**Your instructions:** Locate the line that contains "snowy road, place" in the entries below. Retype it and all following lines through the final one, character for character.
* begin Record extracts *
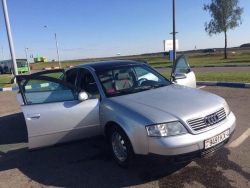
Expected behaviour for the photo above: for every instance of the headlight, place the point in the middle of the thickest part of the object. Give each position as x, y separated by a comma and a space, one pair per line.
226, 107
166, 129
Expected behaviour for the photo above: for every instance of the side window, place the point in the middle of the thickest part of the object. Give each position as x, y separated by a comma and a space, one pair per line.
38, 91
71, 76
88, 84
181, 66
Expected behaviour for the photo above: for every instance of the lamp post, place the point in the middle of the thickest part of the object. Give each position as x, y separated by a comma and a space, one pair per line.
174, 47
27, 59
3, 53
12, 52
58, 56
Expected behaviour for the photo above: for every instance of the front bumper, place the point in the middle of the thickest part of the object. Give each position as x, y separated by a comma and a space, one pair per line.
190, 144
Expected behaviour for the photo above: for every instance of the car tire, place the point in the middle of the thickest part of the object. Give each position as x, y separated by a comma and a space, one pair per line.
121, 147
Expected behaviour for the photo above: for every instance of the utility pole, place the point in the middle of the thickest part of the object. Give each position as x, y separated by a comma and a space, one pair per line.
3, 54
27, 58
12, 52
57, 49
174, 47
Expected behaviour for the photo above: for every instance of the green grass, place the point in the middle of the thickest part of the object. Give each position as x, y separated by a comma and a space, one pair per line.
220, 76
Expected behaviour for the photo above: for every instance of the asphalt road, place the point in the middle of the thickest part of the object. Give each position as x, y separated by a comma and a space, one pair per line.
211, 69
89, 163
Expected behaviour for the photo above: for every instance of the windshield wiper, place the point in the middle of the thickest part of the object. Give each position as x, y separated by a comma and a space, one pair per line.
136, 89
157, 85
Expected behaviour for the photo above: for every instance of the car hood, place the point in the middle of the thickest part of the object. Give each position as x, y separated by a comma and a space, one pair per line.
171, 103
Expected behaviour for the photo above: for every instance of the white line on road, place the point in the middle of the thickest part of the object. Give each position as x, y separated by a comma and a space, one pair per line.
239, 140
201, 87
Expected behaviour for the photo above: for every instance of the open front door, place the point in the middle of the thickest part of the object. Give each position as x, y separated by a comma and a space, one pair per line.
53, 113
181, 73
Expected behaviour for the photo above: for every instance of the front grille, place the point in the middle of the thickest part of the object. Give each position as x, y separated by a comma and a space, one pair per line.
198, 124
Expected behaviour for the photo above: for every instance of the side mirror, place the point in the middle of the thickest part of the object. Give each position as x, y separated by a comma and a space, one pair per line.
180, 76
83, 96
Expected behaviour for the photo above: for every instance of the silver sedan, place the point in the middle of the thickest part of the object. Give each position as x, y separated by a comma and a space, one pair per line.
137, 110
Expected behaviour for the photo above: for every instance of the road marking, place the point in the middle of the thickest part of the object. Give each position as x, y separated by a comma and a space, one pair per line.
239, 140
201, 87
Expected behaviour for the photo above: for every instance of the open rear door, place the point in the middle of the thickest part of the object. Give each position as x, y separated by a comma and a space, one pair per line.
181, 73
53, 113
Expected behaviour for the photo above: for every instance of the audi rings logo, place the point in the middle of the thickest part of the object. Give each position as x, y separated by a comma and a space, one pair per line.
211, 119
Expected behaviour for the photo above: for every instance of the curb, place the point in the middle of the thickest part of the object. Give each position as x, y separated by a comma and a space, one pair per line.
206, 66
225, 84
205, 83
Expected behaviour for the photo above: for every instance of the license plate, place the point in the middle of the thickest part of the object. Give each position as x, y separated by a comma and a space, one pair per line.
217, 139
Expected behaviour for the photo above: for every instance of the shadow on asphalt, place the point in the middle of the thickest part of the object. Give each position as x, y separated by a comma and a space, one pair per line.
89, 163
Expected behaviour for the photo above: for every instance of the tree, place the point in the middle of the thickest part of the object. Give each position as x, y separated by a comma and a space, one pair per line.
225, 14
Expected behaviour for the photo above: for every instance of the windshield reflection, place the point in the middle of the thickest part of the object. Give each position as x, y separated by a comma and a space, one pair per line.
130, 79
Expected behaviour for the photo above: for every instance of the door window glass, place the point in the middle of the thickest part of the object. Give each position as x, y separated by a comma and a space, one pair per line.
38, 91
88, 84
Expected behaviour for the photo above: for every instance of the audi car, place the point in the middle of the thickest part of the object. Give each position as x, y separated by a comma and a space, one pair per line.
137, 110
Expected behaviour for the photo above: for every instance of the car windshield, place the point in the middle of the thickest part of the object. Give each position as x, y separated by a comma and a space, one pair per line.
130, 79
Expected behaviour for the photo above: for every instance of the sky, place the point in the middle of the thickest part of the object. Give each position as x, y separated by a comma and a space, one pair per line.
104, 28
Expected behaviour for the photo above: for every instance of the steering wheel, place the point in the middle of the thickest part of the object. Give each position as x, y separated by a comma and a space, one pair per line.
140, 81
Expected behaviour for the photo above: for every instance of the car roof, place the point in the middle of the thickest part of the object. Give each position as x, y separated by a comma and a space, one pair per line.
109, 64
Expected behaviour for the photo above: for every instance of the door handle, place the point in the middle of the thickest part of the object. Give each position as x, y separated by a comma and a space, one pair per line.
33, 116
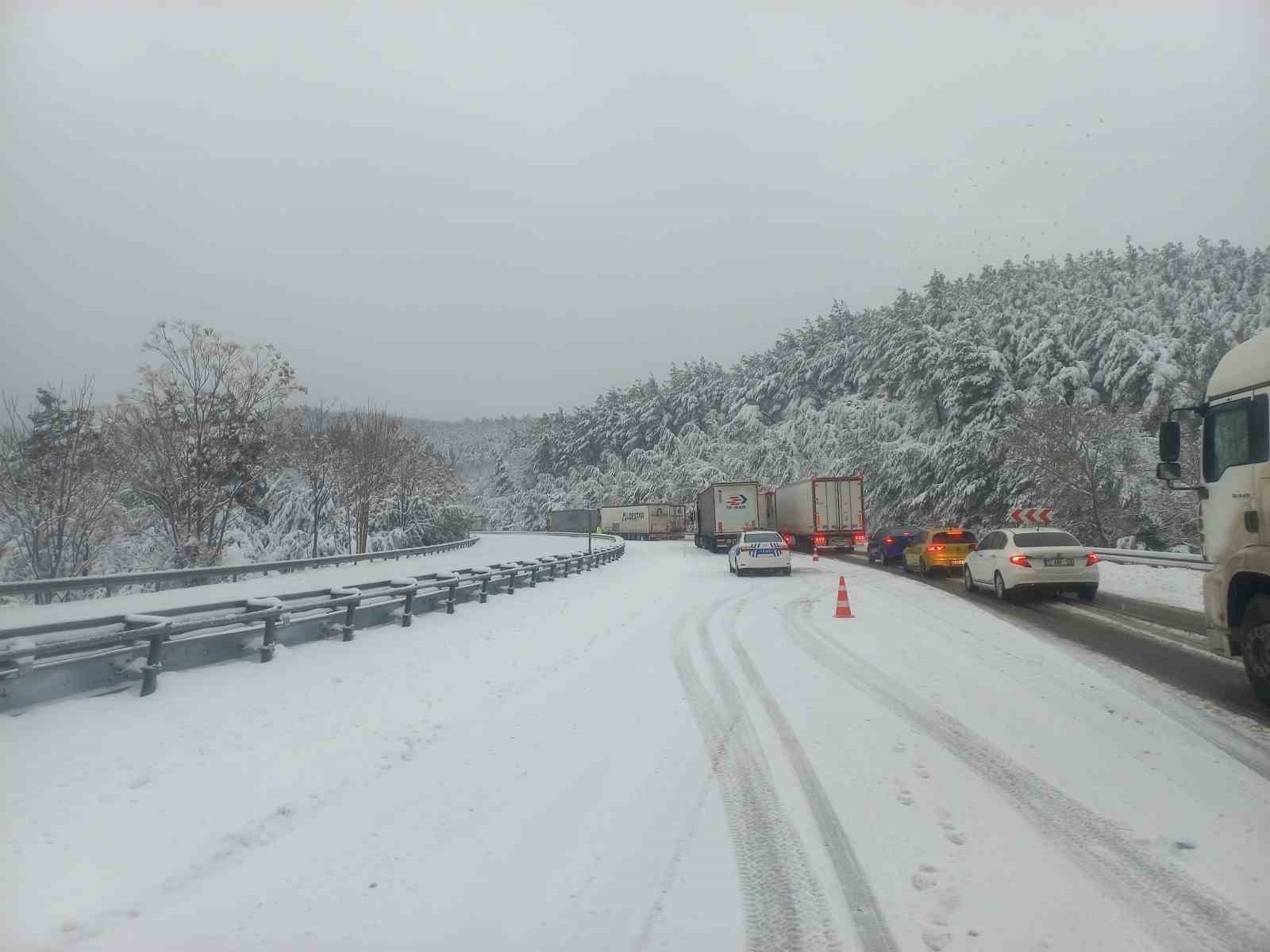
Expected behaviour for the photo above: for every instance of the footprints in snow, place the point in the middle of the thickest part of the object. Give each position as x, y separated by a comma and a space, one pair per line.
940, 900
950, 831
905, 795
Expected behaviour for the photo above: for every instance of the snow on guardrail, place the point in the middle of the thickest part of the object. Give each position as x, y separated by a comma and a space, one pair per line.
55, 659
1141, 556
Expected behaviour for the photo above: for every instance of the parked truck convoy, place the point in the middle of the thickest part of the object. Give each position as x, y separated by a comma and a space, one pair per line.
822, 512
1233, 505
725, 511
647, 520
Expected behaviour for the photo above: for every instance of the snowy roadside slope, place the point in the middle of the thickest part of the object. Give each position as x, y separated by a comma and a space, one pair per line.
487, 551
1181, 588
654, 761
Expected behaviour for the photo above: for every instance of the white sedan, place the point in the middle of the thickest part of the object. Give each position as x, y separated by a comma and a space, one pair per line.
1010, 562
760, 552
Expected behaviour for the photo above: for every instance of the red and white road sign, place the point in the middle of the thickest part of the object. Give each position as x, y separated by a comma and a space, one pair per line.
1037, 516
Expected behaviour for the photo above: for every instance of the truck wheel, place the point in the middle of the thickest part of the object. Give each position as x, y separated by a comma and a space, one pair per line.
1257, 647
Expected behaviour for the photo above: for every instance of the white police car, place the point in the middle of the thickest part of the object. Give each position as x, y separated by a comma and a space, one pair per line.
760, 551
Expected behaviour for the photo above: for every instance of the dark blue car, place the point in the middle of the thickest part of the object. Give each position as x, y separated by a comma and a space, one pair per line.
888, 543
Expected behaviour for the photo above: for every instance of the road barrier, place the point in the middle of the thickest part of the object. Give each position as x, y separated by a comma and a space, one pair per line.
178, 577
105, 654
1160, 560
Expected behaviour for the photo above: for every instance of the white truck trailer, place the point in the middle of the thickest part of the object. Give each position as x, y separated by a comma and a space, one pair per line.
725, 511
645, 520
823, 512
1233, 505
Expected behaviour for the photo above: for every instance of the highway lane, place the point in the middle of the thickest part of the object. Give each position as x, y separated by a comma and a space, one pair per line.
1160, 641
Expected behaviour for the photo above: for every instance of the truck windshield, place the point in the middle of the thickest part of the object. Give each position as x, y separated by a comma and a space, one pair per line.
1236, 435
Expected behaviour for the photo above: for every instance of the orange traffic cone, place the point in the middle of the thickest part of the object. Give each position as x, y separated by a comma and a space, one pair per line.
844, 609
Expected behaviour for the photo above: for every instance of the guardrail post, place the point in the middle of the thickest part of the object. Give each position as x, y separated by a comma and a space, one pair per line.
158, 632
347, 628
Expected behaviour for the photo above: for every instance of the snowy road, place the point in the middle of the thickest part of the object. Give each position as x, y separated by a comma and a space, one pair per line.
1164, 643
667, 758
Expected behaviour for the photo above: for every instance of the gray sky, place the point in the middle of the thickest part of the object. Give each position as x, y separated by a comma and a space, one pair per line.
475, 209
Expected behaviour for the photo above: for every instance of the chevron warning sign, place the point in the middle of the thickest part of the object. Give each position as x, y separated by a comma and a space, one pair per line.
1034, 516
* end Record extracts *
**Worked solution:**
Expected behaviour for the photo above: for every instance of the snowy road, place the point in the middle of the thickest part of the object. Give each position as x, y separated by a comma and a space, one pair per line.
1164, 643
667, 758
Expected behaviour for the photo above: for every instance of the gray sky, place the point in the middle of the thickest part of the object. Give each position as x, y separated by a comma and a space, one pair per line.
475, 209
Expected behaviour for the photo above: for every instance of the chevron warning sign, place the point in the middle of the thickest part of the object. Give each position as x, y separated by a comma and a space, one pair per line.
1034, 516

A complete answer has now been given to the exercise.